Reproduce all of the material below word for word, leaving out the pictures.

************

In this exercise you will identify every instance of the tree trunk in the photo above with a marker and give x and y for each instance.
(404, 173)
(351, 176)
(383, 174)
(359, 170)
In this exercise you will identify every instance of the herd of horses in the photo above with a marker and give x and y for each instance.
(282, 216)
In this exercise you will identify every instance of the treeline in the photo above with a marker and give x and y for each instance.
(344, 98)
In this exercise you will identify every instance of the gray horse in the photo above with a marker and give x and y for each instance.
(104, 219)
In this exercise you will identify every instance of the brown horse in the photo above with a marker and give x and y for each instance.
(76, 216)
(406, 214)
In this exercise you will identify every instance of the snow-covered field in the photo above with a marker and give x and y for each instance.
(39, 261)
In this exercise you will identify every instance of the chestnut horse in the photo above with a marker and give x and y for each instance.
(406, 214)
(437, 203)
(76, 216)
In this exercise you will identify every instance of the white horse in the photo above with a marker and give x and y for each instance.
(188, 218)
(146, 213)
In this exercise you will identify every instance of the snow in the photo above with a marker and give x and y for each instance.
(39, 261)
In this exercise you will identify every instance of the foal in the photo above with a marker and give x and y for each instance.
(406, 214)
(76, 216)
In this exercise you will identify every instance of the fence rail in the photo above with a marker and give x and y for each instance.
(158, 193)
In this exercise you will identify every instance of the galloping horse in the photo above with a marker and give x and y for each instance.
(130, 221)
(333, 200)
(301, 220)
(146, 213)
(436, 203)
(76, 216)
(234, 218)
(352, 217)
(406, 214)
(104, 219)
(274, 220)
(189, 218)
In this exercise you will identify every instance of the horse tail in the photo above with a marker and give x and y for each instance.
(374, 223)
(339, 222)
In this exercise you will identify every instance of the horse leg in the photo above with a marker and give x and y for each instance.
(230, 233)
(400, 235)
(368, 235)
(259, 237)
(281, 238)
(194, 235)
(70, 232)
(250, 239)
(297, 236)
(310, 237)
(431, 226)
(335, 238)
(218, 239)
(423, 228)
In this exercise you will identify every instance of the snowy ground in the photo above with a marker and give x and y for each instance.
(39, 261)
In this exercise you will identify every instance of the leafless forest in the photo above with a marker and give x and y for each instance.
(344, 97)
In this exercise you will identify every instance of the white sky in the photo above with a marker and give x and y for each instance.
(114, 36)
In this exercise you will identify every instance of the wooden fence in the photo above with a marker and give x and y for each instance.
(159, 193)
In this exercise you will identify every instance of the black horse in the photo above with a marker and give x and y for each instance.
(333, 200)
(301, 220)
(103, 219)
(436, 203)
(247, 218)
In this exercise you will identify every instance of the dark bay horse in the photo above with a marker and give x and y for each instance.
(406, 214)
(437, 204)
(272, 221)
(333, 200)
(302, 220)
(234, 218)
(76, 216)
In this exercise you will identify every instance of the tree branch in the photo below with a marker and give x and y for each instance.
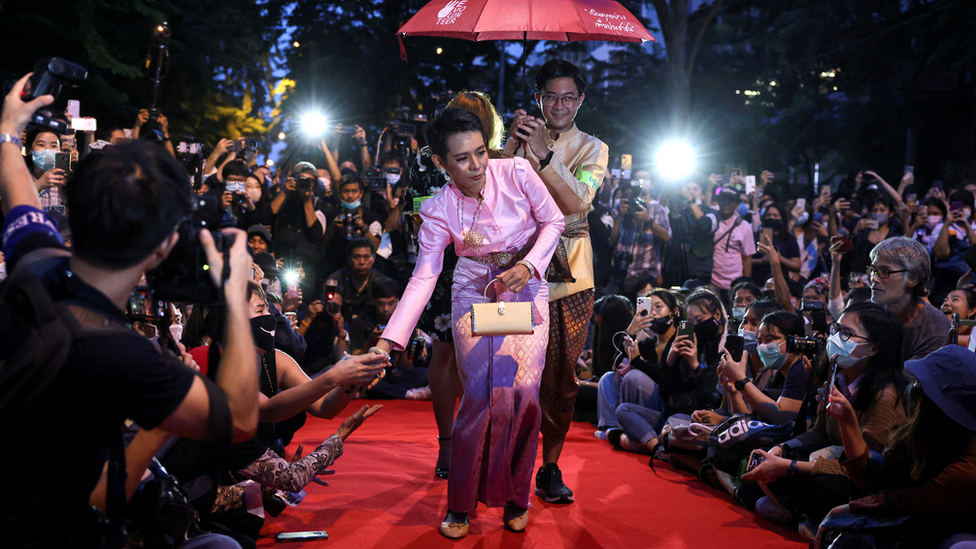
(716, 5)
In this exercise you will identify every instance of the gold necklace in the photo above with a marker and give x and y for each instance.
(472, 238)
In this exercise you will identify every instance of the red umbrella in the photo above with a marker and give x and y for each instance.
(561, 20)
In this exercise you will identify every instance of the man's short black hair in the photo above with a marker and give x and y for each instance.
(560, 68)
(361, 243)
(125, 200)
(384, 288)
(351, 179)
(235, 168)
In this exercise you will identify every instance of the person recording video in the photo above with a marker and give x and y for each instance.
(127, 204)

************

» **Solved problem**:
In this exercise you will identify every instance of the tree trunk in the photo above with a marker and give x and y for each instance.
(404, 173)
(351, 176)
(383, 174)
(359, 170)
In this exercise you will identify every instance of the herd of horses in the photo above with a marker and give x and y for each instance.
(282, 216)
In this exercise you will identify every instance of the treeline in the photo above with a marker and give x and y for each instance.
(344, 98)
In this exercise you will identify every instance of the gray horse in the photo above with a marker and give x and y for each instance.
(104, 219)
In this exercise you will identify every instance of the brown horse in the photo above with a marker and give x and y for each instance.
(76, 216)
(406, 214)
In this exercise you will identify every instance of the snow-covered field in the photo above with a marker and give x and y for each instance.
(39, 261)
In this exercise you will identify every instance of the chestnut horse in the photo above with a marker and give x and y for each instance.
(406, 214)
(437, 203)
(76, 216)
In this exercise you will identify every instance of the white horse in the photo above with a marker and give x and y for each instance.
(188, 218)
(146, 213)
In this exercise you will identify every instance of the snow in the photo above with a marker and give x and y for each instance.
(39, 261)
In this exercise you will identify every instance of the foal in the photo above with a marker and give x and y for each instance.
(406, 214)
(76, 216)
In this exercise you will identify every instance of the fence rail in the photo above with a marker and give x and y for each instance.
(158, 193)
In this exercise you will identify every instance of the galloping horse in the photo above with a marker and give x and y for each instance.
(130, 221)
(333, 200)
(301, 220)
(146, 213)
(436, 203)
(76, 216)
(234, 218)
(352, 217)
(406, 214)
(104, 219)
(274, 220)
(189, 218)
In this exercise you will identify every instance of the horse tail in the photo above with a marker and give x and y for each instance.
(374, 223)
(339, 222)
In this exercise you will identify every instance of the horse leg in the photo above with a marker and give x and y for each instance.
(230, 233)
(400, 235)
(368, 235)
(259, 237)
(281, 238)
(194, 235)
(70, 232)
(250, 239)
(297, 236)
(310, 237)
(431, 226)
(335, 238)
(218, 239)
(423, 228)
In this exercise you will identify every instance of the snowy ground in the photo above with a marker and give x and y for each instance.
(39, 261)
In this exercise you will identify every instance of the leafless forest in the photo above with a marker and give x and y for each instance.
(344, 97)
In this exercise you will identify every instance of the white sky in the photo above with a marker and give x and y for each instance.
(114, 36)
In this exercise you will identify every instance of the wooden fence in the photo above with a marker and give x and y for each instance.
(159, 193)
In this exercise you will identify every instance of the black horse in the photo above with a marker and give x and y for each instance.
(333, 200)
(301, 220)
(103, 219)
(436, 203)
(247, 218)
In this exercise you will identify every instance of the dark bay horse in the photo above with a marker and give x and y for each instance.
(406, 214)
(437, 204)
(272, 221)
(333, 200)
(302, 220)
(234, 218)
(76, 216)
In this exercise you will identify every instance of the tree branch in the photo below with a marker and give x and y for each instance.
(716, 5)
In this exercise you will identify every instance of the gold necklace in the photo above with a marker and give x and y for each instance.
(472, 238)
In this exercise you will identify every instance of the red umbrella in the photo above with a marker and give x and y for each instance.
(561, 20)
In this exercise you will identify every instance of the man's short black hair in the photo above with a marker and give x and y for each instance.
(560, 68)
(361, 243)
(125, 200)
(384, 288)
(351, 179)
(235, 168)
In this exercise you will identify every instance of the person recording video in the photo above with a marker and give x and y for each instance.
(127, 204)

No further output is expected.